━━━━━ Records shown ━━━━━

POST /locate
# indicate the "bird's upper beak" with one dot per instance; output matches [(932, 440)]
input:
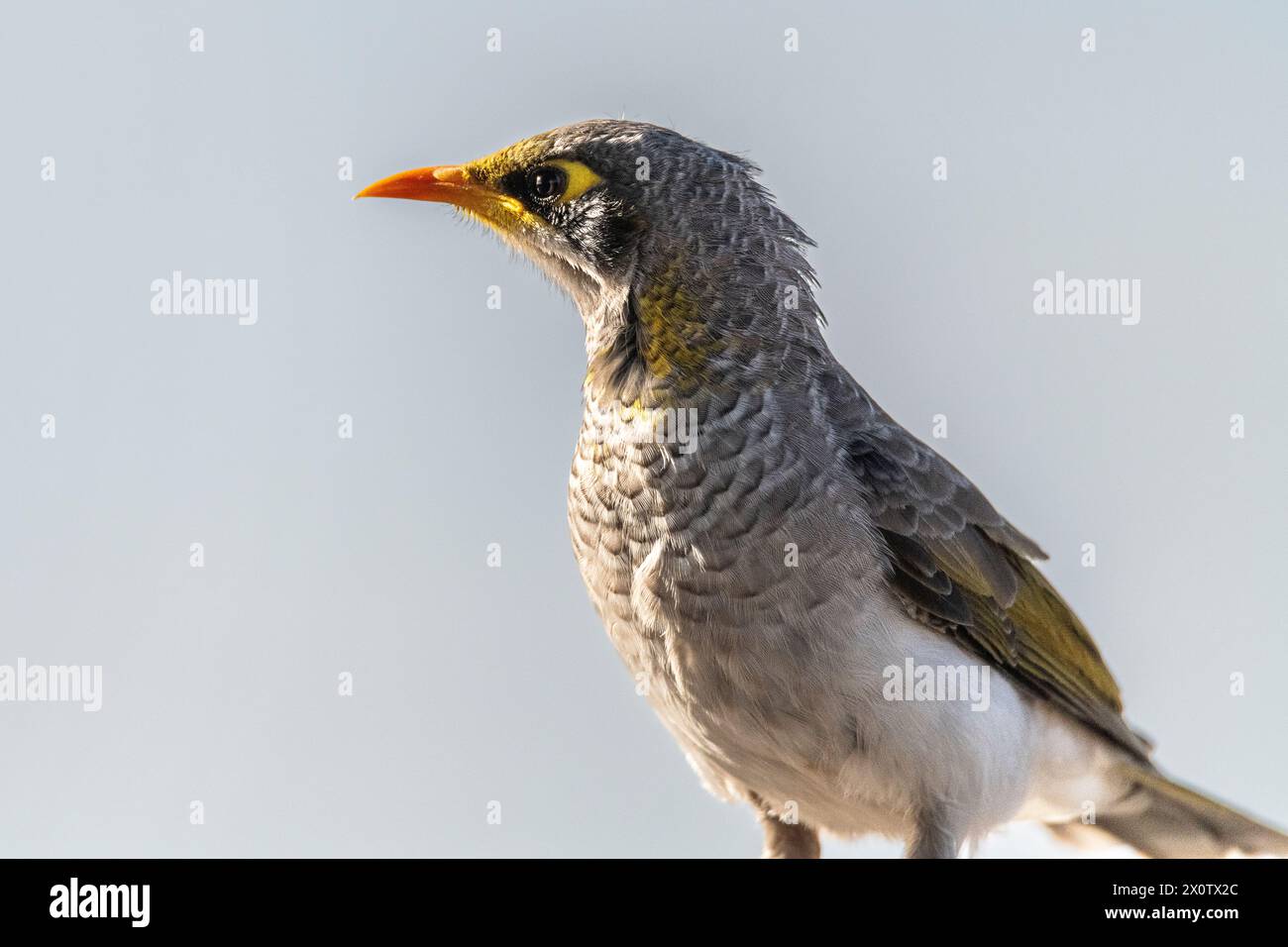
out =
[(455, 184), (445, 183)]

━━━━━

■ To be done:
Rewrite the records above, replacing "dot" with "point" and keeping everything else unchanged. Omit the pictures from your answer.

■ Written response:
POST /locate
# indicate the "bird's upper beak" with one point per instance; output matches [(932, 440)]
input:
out =
[(455, 184), (445, 183)]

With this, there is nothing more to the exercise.